> [PROBLEM DESCRIPTION]: Show every line of the listing below that contains the string "court", matching case exactly.

------ DATA SECTION ------

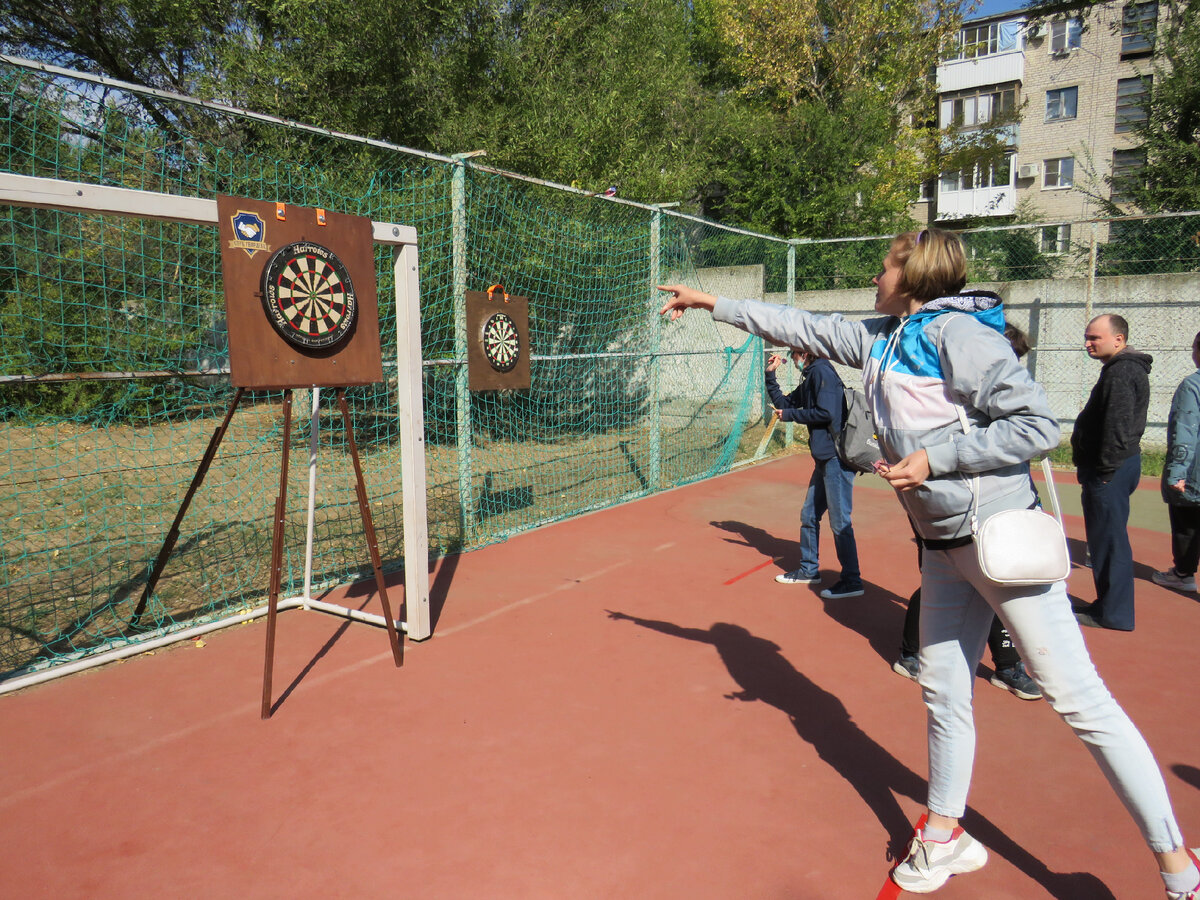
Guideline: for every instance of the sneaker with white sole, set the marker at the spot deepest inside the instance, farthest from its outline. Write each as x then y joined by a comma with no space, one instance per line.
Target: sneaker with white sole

------
------ DATA SECTION ------

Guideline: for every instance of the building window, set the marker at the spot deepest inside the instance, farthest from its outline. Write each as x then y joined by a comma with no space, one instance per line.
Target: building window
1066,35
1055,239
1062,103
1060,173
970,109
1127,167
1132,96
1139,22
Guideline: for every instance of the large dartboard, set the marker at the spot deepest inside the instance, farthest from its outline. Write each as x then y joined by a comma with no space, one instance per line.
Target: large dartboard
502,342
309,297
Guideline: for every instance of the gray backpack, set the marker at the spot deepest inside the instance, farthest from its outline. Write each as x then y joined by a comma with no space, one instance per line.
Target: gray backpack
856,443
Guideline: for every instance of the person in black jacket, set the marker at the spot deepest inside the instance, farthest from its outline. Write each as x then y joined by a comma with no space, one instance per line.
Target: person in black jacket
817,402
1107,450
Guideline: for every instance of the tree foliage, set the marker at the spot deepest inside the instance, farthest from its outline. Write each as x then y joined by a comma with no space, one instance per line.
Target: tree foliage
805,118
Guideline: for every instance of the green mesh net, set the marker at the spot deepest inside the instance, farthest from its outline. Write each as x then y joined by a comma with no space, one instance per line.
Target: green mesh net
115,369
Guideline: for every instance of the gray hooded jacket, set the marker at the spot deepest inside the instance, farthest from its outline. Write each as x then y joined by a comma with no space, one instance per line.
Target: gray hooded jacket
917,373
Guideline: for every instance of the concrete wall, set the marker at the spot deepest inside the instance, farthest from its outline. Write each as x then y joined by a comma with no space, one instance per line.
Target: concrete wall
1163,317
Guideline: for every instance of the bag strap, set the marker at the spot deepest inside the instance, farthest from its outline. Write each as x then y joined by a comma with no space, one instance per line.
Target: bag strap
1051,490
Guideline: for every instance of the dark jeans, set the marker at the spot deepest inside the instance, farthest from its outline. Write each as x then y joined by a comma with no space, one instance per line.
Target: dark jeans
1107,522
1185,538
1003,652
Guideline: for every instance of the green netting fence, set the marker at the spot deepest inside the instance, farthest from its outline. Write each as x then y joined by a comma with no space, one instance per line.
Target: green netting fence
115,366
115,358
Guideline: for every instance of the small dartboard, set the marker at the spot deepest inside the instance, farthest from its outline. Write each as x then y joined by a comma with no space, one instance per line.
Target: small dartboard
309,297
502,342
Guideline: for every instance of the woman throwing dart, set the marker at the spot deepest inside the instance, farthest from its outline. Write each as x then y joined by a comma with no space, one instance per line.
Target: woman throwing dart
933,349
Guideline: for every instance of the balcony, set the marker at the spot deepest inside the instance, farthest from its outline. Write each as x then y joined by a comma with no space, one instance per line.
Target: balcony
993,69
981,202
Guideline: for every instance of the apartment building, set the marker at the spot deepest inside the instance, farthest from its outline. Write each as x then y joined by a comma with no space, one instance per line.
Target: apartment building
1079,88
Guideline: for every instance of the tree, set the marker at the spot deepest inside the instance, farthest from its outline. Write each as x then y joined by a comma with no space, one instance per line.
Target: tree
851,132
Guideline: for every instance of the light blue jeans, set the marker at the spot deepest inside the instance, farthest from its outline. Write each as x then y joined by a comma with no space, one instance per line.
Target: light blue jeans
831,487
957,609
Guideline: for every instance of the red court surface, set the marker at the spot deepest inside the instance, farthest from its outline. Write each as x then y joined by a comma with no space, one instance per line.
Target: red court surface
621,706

------

> [RESULT OF THE EXERCISE]:
Guideline: for every instance of the red court surface, set the marker at the spot deepest inside the instance, farthest from its outline. Write each as x then y joined by a comma with no space, one instance per line.
Target: red court surface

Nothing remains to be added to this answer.